Or, how can I safely wipe out this rotten Windows OS and install Debian 7, I fear I may still have problems with UEFI.
I have found a lot of info on the Internet but none pertaining to this particular situation.
Mark the extant EFI system partition explicitly as the "EFI system partition" in the installer and it should work fine -- I have done this myself today with a Debian 8 netinstall ISO image (typing this from that system).
Agreed with Head_on_a_Stick. Debian 8 works great with UEFI, and as long as you don't have secure boot enabled, then it'll be easy to set up. In fact, it's even easier if you DON'T have legacy mode enabled, as it will automatically boot UEFI and mark the EFI partition as such.
Even Debian 7 should be installable on an UEFI machine, even without the legacy boot option.
The thing you definitely need to turn off is secure boot. As far as EFI support in Debian 7 is concerned, you just may need an extra few steps to get it running as the installer won't pick it up by default, but it still can be done.

——————————

• _Parts of the exercise_:
(1) State whether each statement below agrees with the text on installing Debian with UEFI. For each one, answer yes or no and quote the words of the text that decide it.
(a) Secure boot has to be turned off.
(b) The Debian 7 installer picks up EFI support by default.
(c) One contributor did the installation using a Debian 8 netinstall ISO image.
(2) In the text on installing Debian with UEFI, how should the extant EFI system partition be marked in the installer?
(3) Continue the text on installing Debian with UEFI from the point where it stops.

——————————

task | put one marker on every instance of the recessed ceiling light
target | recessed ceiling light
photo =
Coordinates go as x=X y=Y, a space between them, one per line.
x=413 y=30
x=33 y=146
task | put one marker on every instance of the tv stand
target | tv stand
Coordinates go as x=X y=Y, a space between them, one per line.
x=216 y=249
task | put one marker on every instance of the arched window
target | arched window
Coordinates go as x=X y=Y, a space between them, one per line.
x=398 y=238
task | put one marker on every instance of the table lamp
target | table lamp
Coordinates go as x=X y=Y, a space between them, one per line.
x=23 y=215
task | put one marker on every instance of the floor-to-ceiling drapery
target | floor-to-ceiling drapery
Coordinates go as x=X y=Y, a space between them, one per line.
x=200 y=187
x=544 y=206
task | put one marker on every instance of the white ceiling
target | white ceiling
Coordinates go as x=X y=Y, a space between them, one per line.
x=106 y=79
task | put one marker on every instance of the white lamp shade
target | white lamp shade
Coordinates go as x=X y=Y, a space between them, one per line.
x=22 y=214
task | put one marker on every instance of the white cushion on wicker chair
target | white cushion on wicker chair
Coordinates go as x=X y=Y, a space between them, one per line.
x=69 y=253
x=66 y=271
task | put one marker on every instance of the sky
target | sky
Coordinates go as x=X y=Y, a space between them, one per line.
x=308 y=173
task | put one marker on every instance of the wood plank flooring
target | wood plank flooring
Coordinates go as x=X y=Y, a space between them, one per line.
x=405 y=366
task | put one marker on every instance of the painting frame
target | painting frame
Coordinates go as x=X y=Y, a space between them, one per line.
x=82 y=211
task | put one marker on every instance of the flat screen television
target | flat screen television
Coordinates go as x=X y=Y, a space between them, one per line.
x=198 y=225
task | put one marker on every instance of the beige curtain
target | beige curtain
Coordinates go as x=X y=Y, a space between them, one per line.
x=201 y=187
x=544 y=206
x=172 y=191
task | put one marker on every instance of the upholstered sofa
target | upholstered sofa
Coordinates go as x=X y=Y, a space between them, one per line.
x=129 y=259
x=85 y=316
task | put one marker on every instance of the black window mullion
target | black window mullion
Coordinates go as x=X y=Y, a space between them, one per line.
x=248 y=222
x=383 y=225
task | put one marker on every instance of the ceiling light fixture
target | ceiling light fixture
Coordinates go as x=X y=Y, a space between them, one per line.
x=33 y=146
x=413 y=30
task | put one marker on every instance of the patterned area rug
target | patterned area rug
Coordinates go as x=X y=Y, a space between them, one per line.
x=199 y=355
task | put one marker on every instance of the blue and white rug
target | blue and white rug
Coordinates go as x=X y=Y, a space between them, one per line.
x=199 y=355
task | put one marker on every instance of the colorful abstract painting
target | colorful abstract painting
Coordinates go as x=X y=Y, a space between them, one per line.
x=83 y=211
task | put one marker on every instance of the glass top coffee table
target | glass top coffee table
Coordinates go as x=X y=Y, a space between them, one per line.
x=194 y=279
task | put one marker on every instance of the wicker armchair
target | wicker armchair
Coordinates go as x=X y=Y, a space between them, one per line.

——————————

• _Responses to the exercise_:
(1)
(a) Yes: "The thing you definitely need to turn off is secure boot."
(b) No: "the installer won't pick it up by default"
(c) Yes: "I have done this myself today with a Debian 8 netinstall ISO image"

(2) It should be marked explicitly as the "EFI system partition."

(3)
Back in 2012 I did just that on an UEFI Laptop. I actually installed Crunchbang Waldorf, but that is a Debian 7 based distro, so the approach should work the same. After I had it working I posted my steps to success in the Crunchbang forum, and the post is still online. You can find it here.
Note that you might even get away without the part of manually creating boot entries in your efi menu through the efi shell (step 4 in the step-by-step guide).
Debian 7 is now an old release you might as well just install Jessie it's the stable release now. Also you may have to make room for the debian EFI partition.